READING TEXT>
________________

# Away training course



## Contini (Apr 13, 2020)

Looking for suggestions or reviews on away training courses on the east coast. We are based in Washington, DC and would preferably like something close but we are willing to travel if necessary. Most of the courses I am finding on my online search are 2-3 week away courses which is what I am looking for. I was wondering if anyone has any experience or trainers they recommend? I currently have a 5 month male golden retriever. I would like to wait until after the holidays when he is 6-7 months old before sending him. As most goldens, he is very intelligent. We taught him sit, down, stay, center, go to crate, go to bed, shake, etc all on our own without much effort honestly. The thing he struggles with is "come". Unless I have a treat in my hand he will act like he doesn't know what that means. It makes me extremely nervous living in a busy city to have anything but an exceptionally well behaved dog. I am looking for a course that will deliver this as well as reinforce what he has already been taught. So if anyone out there can share their expertise that would be amazing!


----------



## Tagrenine (Aug 20, 2019)

Contini said:


> Looking for suggestions or reviews on away training courses on the east coast. We are based in Washington, DC and would preferably like something close but we are willing to travel if necessary. Most of the courses I am finding on my online search are 2-3 week away courses which is what I am looking for. I was wondering if anyone has any experience or trainers they recommend? I currently have a 5 month male golden retriever. I would like to wait until after the holidays when he is 6-7 months old before sending him. As most goldens, he is very intelligent. We taught him sit, down, stay, center, go to crate, go to bed, shake, etc all on our own without much effort honestly. The thing he struggles with is "come". Unless I have a treat in my hand he will act like he doesn't know what that means. It makes me extremely nervous living in a busy city to have anything but an exceptionally well behaved dog. I am looking for a course that will deliver this as well as reinforce what he has already been taught. So if anyone out there can share their expertise that would be amazing!


Hi there!

________________

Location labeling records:
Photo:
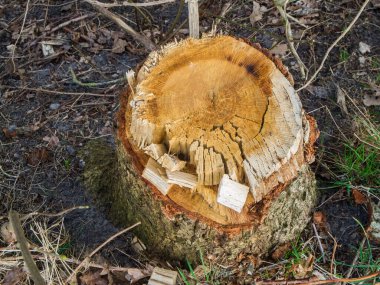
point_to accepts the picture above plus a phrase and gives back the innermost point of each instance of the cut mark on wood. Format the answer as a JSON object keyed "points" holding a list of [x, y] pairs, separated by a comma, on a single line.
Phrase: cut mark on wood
{"points": [[232, 194], [171, 162], [156, 175], [182, 179], [162, 276]]}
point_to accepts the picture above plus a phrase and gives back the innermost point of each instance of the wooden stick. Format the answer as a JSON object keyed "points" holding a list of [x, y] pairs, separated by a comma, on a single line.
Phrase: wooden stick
{"points": [[126, 3], [79, 267], [193, 18], [333, 45], [142, 39], [317, 282], [23, 244]]}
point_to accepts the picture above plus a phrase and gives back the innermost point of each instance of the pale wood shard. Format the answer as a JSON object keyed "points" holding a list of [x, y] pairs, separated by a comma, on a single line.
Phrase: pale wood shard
{"points": [[182, 179], [232, 194], [155, 151], [171, 162], [162, 276], [156, 175], [216, 107]]}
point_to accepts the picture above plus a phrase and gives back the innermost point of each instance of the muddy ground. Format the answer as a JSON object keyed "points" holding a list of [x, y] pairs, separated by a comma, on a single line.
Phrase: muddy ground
{"points": [[46, 118]]}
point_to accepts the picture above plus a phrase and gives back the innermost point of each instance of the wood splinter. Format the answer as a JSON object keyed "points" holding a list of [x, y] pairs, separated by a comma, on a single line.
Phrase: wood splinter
{"points": [[224, 115]]}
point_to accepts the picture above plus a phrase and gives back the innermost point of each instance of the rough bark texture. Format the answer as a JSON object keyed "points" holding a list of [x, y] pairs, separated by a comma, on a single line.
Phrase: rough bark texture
{"points": [[116, 182], [162, 119]]}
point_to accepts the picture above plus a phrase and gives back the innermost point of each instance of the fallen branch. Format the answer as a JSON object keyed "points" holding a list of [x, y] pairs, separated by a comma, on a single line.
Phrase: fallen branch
{"points": [[95, 84], [55, 214], [289, 36], [333, 45], [23, 244], [317, 282], [126, 3], [142, 39], [86, 260]]}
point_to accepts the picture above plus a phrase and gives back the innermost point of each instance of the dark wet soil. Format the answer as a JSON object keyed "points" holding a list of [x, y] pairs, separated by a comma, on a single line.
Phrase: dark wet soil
{"points": [[40, 102]]}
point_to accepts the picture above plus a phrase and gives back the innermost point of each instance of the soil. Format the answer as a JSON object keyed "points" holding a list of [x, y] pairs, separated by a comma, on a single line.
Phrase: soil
{"points": [[46, 118]]}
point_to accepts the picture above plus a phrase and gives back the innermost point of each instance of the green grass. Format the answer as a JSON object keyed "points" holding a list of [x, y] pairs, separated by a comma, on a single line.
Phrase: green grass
{"points": [[207, 276], [359, 164], [343, 55]]}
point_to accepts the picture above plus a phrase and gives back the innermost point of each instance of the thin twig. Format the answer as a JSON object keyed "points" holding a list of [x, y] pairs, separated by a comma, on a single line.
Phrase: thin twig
{"points": [[95, 84], [289, 37], [50, 215], [79, 267], [193, 18], [56, 92], [349, 272], [19, 35], [23, 244], [317, 282], [139, 37], [126, 3], [319, 243], [333, 45]]}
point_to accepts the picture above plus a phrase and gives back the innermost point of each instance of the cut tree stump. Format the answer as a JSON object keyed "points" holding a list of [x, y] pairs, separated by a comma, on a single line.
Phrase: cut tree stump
{"points": [[213, 152]]}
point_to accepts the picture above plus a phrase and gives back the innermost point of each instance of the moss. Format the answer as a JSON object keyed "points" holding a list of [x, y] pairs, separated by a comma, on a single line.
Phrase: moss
{"points": [[112, 178]]}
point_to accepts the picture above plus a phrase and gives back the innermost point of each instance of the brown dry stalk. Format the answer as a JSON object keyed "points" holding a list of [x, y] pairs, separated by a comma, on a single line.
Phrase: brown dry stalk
{"points": [[86, 260], [312, 78], [317, 282], [14, 219], [139, 37], [126, 3]]}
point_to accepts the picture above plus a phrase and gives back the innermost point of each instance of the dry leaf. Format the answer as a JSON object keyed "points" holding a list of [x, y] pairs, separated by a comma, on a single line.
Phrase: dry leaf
{"points": [[37, 156], [371, 100], [280, 49], [359, 197], [7, 233], [280, 251], [52, 141], [364, 48], [93, 278], [256, 14], [119, 46], [374, 228], [303, 269], [135, 274], [341, 100], [14, 276]]}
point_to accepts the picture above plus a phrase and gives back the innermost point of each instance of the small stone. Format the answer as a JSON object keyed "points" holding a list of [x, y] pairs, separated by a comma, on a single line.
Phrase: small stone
{"points": [[70, 150], [82, 163], [54, 106], [364, 48]]}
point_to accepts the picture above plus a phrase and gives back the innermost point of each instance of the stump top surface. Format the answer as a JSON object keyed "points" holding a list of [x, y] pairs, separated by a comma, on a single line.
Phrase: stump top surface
{"points": [[220, 106]]}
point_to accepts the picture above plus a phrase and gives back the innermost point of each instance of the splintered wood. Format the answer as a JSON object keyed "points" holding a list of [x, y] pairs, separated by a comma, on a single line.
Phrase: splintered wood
{"points": [[216, 111], [162, 276]]}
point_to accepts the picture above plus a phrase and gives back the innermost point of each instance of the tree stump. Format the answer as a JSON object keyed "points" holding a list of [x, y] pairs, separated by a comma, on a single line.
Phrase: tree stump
{"points": [[213, 152]]}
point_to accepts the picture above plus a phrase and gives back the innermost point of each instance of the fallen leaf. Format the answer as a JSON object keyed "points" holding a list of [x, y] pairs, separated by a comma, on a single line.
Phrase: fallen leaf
{"points": [[14, 276], [9, 132], [304, 268], [52, 141], [374, 227], [37, 156], [135, 274], [7, 233], [280, 49], [359, 197], [93, 278], [280, 251], [364, 48], [119, 46], [341, 100], [371, 100], [256, 14]]}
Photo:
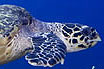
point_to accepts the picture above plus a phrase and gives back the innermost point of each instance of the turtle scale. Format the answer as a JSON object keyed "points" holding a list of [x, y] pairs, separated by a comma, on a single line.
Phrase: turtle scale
{"points": [[11, 19], [46, 43]]}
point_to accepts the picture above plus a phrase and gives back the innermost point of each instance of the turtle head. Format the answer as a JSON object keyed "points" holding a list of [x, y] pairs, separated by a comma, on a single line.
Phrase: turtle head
{"points": [[91, 36], [80, 37]]}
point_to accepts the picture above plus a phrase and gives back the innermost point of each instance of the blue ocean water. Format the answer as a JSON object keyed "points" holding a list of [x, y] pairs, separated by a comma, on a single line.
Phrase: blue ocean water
{"points": [[89, 12]]}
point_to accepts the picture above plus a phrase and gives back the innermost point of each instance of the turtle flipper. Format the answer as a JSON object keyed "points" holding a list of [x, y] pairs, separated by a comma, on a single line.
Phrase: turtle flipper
{"points": [[49, 50]]}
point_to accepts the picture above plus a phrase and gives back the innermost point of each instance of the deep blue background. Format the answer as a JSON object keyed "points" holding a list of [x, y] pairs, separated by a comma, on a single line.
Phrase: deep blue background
{"points": [[90, 12]]}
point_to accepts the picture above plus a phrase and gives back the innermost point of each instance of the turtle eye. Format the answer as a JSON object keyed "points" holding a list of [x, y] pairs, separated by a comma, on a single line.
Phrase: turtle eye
{"points": [[91, 35], [86, 31]]}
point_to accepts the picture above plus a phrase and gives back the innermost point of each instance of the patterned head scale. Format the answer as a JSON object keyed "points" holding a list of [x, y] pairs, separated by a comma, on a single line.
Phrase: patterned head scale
{"points": [[11, 19], [80, 37]]}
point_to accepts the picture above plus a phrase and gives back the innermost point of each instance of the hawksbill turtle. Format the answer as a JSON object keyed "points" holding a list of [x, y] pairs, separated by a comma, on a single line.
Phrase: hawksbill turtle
{"points": [[42, 43]]}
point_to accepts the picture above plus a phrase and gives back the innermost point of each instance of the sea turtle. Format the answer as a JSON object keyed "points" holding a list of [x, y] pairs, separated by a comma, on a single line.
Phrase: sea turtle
{"points": [[43, 43]]}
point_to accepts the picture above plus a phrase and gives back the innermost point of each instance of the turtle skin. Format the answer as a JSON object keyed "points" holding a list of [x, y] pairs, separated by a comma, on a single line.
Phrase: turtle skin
{"points": [[46, 43], [11, 19]]}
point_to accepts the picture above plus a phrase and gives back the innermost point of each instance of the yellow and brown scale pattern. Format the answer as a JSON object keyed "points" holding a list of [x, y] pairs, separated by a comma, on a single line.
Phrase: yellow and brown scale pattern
{"points": [[11, 19]]}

________________

SHORT EXERCISE 1>
Answer these questions using the forum thread on away training courses.
(a) In what city is Contini based?
(b) How old is Contini's golden retriever at the time of the first post?
(c) Which command does the dog struggle with?
SHORT EXERCISE 2>
In the records, take the part that opens with the first line and closes with the line containing "Phrase: cut mark on wood". Rewrite it with "innermost point" changed to "central point" and everything else unchanged, leaving the pictures out of your answer.

WRITTEN REPLY 1>
(a) Washington, DC
(b) 5 months
(c) "come"

WRITTEN REPLY 2>
Photo:
point_to accepts the picture above plus a phrase and gives back the central point of each instance of the cut mark on wood. Format the answer as a JSON object keyed "points" holding a list of [x, y] pairs, separated by a comma, on a single line.
Phrase: cut mark on wood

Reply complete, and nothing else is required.